[AUFGABEN]
(a) In welchem Jahr begann der FC Bayern laut dem Zeitungsartikel über das Spiel gegen Greuther Fürth seine Titelsammlung?
(b) Gib aus dem Zeitungsartikel über das Spiel Bayern gegen Greuther Fürth den Abschnitt zwischen „Das ungleichste Duell“ und „Greuther Fürth, verhindern.“ Wort für Wort wieder, beide Stellen eingeschlossen.
(c) Setze den Zeitungsartikel über das Duell zwischen Bayern und Greuther Fürth nach seinem letzten Satz fort.

--- TEXTAUSZUG ---

Schwäbische Zeitung (Leutkirch / Isny / Bad Wurzach)
Das ungleichste Duell der Liga
Bayern trifft auf Greuther Fürth – Söder appelliert und fände ein Unentschieden fair
MÜNCHEN - Was hatte die damalige SpVgg Fürth vor exakt 100 Jahren, was der FC Bayern seinerzeit noch nicht hatte? Einen Meistertitel, den von 1914. Zwei weitere (1926 und 1929) kamen hinzu, ehe die Münchner erst 1932 ihre mittlerweile museenfüllende Titelsammlung starteten. Seit der ersten Bundesliga-Schale 1969 sind bis dato 29 Meisterschaften hinzugekommen, während man in Mittelfranken nach dem Zweiten Weltkrieg lediglich auf einen Titel verweisen kann: Als Meister der Zweiten Bundesliga stieg man 2012 auf. Und ein Jahr später – ohne einen einzigen Heimsieg – als Schlusslicht wieder ab. Beides will man im zweiten Bundesligajahr, nun als SpVgg Greuther Fürth, verhindern.
Die aktuelle Prognose nach nur fünf Spieltagen mit lediglich einem Pünktchen und 3:13 Toren? Wird schwer. Sieht auch Bayerns Trainer Julian Nagelsmann vor dem Duell am Freitagabend (20.30 Uhr, DAZN live) im Sportpark Ronhof so. „Die Vorzeichen der beiden Clubs sind total unterschiedlich. Fürth ist aufgestiegen. Sie merken jetzt zu Beginn der Saison, dass es nicht so leicht ist, sich in der Bundesliga zu behaupten.“Und dann startete der 34-Jährige eine Schnellfragerunde, die er jeweils selbst beantwortete: „Dass wir Favorit sind? Klar! Dass wir gewinnen wollen? Klar! Dass wir Tabellenführer bleiben wollen? Auch klar!“Liegt also ein klarer Fall vor, den Underdog zu unterschätzen? Nagelsmann meinte erst spöttisch: „Ich liebe ja solche Fragen.“Und erklärte dann vehement: „Es ist absolut sinnbefreit, einen Gegner in der Bundesliga zu unterschätzen.“
Siehe das ziemlich deutliche, aber noch milde ausgefallene 7:0 letzten Samstag gegen den anderen Aufsteiger, gegen den VfL Bochum. Folgt nun Teil zwei des Schützenfestes? Da hilft dem Kleeblatt nur ein Haufen Dusel beim Duell: Der Letzte gegen den Ersten, der Kleinste gegen den Größten – mehr David gegen Goliath geht nicht. Das zeigt ein Vergleich der beiden Vereine, deren Welten nicht verschiedener sein könnten.

--- BEREITGESTELLTES MATERIAL ---

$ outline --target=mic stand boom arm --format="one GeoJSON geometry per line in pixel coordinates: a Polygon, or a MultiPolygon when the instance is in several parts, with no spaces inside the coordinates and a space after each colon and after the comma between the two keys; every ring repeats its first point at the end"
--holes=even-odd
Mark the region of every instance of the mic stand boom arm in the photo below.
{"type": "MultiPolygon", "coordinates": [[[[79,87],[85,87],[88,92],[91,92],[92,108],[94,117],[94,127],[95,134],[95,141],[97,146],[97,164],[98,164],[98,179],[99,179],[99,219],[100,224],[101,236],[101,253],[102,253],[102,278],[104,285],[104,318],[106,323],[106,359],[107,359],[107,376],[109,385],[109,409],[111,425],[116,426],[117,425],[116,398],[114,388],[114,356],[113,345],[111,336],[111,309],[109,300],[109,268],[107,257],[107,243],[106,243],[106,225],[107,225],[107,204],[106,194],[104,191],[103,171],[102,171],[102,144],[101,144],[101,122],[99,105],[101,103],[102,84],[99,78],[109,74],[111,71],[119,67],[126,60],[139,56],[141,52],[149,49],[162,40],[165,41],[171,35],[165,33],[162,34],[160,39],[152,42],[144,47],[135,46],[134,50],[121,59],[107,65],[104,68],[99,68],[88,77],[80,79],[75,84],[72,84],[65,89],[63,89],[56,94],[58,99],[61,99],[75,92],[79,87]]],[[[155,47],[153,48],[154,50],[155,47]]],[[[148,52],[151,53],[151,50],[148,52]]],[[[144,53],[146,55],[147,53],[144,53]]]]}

---
--- BEREITGESTELLTES MATERIAL ---

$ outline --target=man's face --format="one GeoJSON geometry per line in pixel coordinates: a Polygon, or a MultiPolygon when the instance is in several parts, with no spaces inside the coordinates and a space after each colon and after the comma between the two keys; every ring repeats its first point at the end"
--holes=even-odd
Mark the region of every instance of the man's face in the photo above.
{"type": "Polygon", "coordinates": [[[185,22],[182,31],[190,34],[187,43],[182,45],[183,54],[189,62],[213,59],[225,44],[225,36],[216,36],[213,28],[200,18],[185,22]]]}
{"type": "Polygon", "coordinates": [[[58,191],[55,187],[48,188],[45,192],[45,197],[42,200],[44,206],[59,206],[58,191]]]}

---

[DEINE ANTWORTEN]
(a) 1932

(b)
Das ungleichste Duell der Liga
Bayern trifft auf Greuther Fürth – Söder appelliert und fände ein Unentschieden fair
MÜNCHEN - Was hatte die damalige SpVgg Fürth vor exakt 100 Jahren, was der FC Bayern seinerzeit noch nicht hatte? Einen Meistertitel, den von 1914. Zwei weitere (1926 und 1929) kamen hinzu, ehe die Münchner erst 1932 ihre mittlerweile museenfüllende Titelsammlung starteten. Seit der ersten Bundesliga-Schale 1969 sind bis dato 29 Meisterschaften hinzugekommen, während man in Mittelfranken nach dem Zweiten Weltkrieg lediglich auf einen Titel verweisen kann: Als Meister der Zweiten Bundesliga stieg man 2012 auf. Und ein Jahr später – ohne einen einzigen Heimsieg – als Schlusslicht wieder ab. Beides will man im zweiten Bundesligajahr, nun als SpVgg Greuther Fürth, verhindern.

(c)
Für Fürths Sportchef Rachid Azzouzi sind es „Galaxien“. Ein – zugegeben – unfairer, aber doch spannender Vergleich:
Die Erfolge: Neben der Zweitligameisterschaft 2012 errangen die Fürther zwei Titel mit einem großen „Aber“– immerhin. 1969 gewann man den Intertoto-Cup, der damals eher eine Testspielreihe denn ein richtiger Europapokalwettbewerb war. Im Jahr 2000 wurde man DFBHallenpokalsieger – aber nur, weil nach dem Finale, das Borussia Mönchengladbach mit 3:2 gegen die Franken gewann, Gladbach-Profi Quido Lanzaat positiv auf Doping getestet wurde. Für die Grün-Weißen ein Erfolg am Grünen Tisch. Und die Bayern? Es seien nur die beiden TripleTriumphe 2013 und 2020 erwähnt.
Der Umsatz: Hier 22,6 Millionen Euro, dort 698 Millionen Euro (so der Jahresabschluss 2019/20). Dass Bayerns Umsatzverlust durch die Auswirkungen
der Corona-Pandemie rund 150 Millionen Euro beträgt, macht die Zahlen im Vergleich noch unwirklicher.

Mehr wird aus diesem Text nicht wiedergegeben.